Please edit the part of the listing that opens with the line containing "Could you please segment every instance of the rocky" and runs through the end of the listing, changing "rocky peak" to "mountain peak" and leaving everything else as it is. Give back only those lines.

[Boundary labeling items]
==================================================
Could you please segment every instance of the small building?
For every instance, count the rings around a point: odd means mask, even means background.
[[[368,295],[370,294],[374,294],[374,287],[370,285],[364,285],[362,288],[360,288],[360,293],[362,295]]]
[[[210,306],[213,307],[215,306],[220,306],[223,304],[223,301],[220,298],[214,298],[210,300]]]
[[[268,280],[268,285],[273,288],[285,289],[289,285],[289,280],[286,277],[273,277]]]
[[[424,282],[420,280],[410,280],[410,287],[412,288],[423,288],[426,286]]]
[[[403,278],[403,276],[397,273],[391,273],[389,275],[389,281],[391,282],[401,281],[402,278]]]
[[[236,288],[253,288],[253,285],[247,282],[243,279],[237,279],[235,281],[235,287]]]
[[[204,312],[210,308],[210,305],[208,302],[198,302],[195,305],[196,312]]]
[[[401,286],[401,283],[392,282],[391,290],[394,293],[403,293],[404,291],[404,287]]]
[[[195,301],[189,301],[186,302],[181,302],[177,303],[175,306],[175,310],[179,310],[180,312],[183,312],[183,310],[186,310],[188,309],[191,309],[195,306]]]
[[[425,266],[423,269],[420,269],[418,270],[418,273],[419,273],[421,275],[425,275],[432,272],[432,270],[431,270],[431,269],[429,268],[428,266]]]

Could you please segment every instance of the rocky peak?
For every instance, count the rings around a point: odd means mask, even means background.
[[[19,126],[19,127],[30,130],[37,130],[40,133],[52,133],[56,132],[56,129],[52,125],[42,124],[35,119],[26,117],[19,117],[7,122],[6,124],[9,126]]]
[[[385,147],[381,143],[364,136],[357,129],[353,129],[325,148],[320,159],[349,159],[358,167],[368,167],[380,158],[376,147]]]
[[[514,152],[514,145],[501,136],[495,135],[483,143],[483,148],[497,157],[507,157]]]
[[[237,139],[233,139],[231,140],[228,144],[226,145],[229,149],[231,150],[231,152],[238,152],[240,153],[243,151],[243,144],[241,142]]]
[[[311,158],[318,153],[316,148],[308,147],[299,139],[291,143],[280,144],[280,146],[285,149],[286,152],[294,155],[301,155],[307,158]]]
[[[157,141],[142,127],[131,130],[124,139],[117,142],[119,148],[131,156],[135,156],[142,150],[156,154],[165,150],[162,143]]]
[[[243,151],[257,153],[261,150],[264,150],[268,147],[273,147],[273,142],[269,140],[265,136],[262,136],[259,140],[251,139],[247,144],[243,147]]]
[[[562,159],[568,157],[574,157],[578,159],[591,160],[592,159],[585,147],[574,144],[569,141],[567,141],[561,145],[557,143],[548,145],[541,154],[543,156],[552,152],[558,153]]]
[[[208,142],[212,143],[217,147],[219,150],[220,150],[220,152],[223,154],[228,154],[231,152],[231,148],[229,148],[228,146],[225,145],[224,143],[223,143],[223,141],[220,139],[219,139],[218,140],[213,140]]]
==================================================
Exercise response:
Could you please segment every instance of the mountain peak?
For every instance, count the rings around a point: odd means mask, even means background.
[[[19,126],[19,127],[30,130],[37,130],[40,133],[52,133],[56,132],[56,129],[52,125],[42,124],[35,119],[26,117],[19,117],[7,122],[6,124],[9,126]]]
[[[385,147],[381,143],[364,136],[357,129],[353,129],[325,148],[320,159],[349,159],[358,167],[368,167],[380,158],[376,147]]]
[[[514,152],[514,145],[501,136],[495,135],[483,143],[483,148],[497,157],[507,157]]]
[[[237,139],[233,139],[231,140],[228,144],[226,145],[229,149],[231,150],[231,152],[238,152],[240,153],[243,151],[243,144],[241,142]]]
[[[311,158],[318,153],[316,148],[308,147],[299,139],[291,143],[280,144],[280,146],[285,149],[286,152],[294,155],[301,155],[307,158]]]
[[[157,141],[142,127],[131,130],[124,139],[117,142],[119,148],[131,156],[135,156],[142,150],[156,154],[165,150],[162,143]]]
[[[243,151],[257,153],[261,150],[264,150],[268,147],[273,147],[273,142],[269,140],[265,136],[262,136],[259,140],[251,139],[247,144],[243,147]]]
[[[562,159],[568,157],[574,157],[578,159],[591,160],[592,159],[585,147],[574,144],[569,141],[567,141],[561,145],[557,143],[548,145],[541,154],[543,156],[552,152],[558,153]]]
[[[208,142],[212,143],[217,147],[219,150],[220,150],[220,152],[223,154],[228,154],[231,152],[231,148],[229,148],[228,146],[225,145],[224,143],[223,143],[223,141],[220,139],[219,139],[218,140],[213,140]]]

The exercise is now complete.